▶ **작업 지시**
아래 항목에서 "the stroller canopy."라는 문구가 들어 있는 줄부터 항목의 마지막 줄까지, 양 끝 줄을 모두 포함해 원문 그대로 옮겨 적으시오.
....
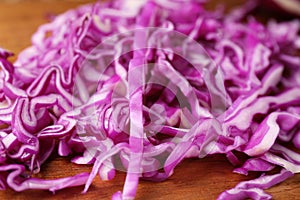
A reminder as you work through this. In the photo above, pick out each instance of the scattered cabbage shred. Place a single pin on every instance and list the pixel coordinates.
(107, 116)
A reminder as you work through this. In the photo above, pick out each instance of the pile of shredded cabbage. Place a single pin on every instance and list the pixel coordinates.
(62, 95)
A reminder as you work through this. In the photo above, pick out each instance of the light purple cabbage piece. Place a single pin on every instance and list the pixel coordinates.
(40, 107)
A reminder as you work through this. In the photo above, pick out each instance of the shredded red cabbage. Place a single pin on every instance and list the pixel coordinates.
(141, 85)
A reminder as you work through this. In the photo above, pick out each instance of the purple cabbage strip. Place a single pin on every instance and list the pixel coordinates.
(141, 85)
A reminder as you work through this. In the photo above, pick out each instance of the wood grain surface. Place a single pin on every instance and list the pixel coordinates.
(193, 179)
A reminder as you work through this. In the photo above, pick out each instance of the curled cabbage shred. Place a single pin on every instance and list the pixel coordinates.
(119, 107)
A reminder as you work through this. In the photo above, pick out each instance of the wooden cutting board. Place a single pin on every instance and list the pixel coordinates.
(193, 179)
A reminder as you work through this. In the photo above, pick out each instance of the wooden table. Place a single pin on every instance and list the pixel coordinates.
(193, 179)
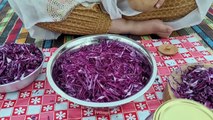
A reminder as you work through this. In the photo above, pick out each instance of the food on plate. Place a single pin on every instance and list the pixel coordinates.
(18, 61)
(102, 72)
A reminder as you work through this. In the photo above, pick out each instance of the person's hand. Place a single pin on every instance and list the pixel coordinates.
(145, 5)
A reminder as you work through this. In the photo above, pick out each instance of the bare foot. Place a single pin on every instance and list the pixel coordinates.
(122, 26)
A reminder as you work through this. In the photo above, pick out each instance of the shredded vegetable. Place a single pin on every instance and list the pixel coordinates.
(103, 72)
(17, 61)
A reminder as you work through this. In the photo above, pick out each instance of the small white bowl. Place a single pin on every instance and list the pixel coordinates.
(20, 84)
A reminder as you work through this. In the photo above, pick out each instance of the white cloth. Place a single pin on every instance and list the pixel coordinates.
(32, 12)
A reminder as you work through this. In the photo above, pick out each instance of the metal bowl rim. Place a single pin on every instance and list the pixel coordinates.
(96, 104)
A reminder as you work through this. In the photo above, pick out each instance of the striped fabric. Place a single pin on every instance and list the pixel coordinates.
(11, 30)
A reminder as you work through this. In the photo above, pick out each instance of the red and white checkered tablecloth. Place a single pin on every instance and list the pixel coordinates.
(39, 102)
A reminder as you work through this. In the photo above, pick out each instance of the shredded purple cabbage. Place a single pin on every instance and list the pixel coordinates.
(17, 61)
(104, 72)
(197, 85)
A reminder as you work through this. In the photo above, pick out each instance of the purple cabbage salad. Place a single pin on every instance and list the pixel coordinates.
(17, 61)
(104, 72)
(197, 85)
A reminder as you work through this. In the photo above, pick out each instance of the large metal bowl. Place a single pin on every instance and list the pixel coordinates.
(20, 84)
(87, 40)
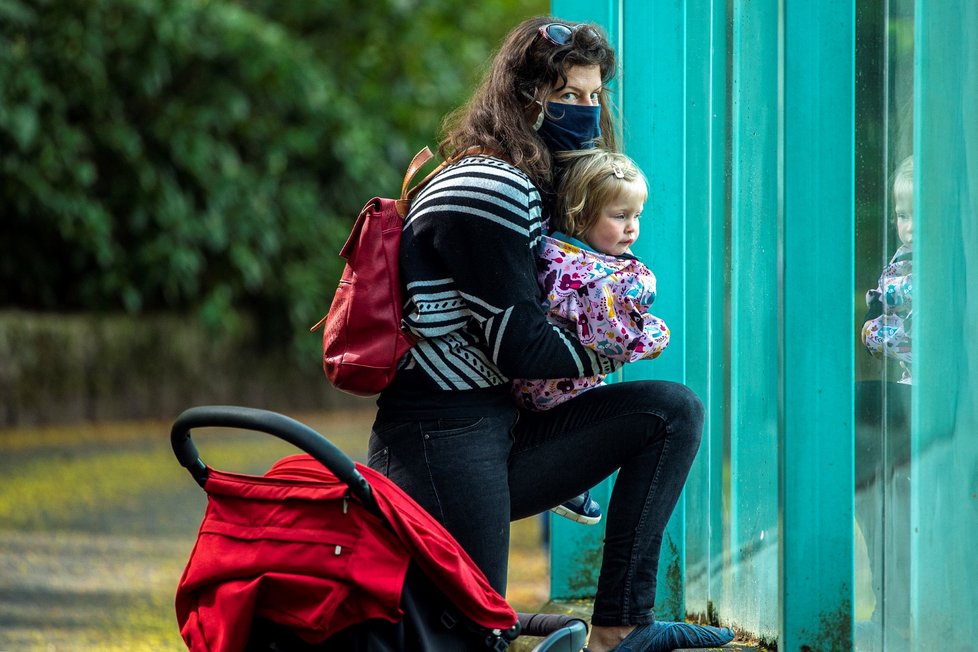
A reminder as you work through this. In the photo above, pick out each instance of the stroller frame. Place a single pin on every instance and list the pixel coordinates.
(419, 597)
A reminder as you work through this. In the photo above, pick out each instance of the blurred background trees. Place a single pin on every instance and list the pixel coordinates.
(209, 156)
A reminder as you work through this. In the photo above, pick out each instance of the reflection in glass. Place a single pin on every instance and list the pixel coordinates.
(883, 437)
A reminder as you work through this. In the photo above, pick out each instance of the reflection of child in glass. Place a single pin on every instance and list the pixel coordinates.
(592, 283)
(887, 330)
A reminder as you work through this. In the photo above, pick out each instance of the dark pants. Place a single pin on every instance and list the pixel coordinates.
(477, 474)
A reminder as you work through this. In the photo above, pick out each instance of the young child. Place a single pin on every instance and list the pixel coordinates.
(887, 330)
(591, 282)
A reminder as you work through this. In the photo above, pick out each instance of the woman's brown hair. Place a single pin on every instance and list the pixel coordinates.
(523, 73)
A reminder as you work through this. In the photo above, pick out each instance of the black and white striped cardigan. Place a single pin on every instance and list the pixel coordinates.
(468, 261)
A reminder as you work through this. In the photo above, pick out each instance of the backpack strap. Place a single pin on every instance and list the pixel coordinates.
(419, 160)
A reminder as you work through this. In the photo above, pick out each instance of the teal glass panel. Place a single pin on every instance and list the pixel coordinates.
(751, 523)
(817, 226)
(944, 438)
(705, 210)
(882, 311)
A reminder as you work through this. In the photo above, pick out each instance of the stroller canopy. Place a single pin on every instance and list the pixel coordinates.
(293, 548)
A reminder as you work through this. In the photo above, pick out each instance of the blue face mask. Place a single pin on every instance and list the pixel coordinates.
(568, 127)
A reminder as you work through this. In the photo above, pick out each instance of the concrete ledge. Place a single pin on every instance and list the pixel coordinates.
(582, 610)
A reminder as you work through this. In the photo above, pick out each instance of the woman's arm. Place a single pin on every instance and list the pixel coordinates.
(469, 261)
....
▶ **작성 답안**
A reminder as you work through this. In the photo above, pick out each instance of the stroller canopy. Place a single pin on every instance and list the pixel coordinates.
(293, 548)
A reminder as you work through this. In the photo above, pick out each instance of the blue face mask. Place a single pin on every instance and list the pixel coordinates.
(568, 127)
A reminder as you work through this. In the photo above, pick out each instance of the concrete ledge. Place a single pin on every instance and list the pixel coordinates.
(582, 610)
A reminder as you work through this. In the photo above, pick out each instance of the woman's arm. Place a single pin on every instance and list the pixel coordinates.
(469, 261)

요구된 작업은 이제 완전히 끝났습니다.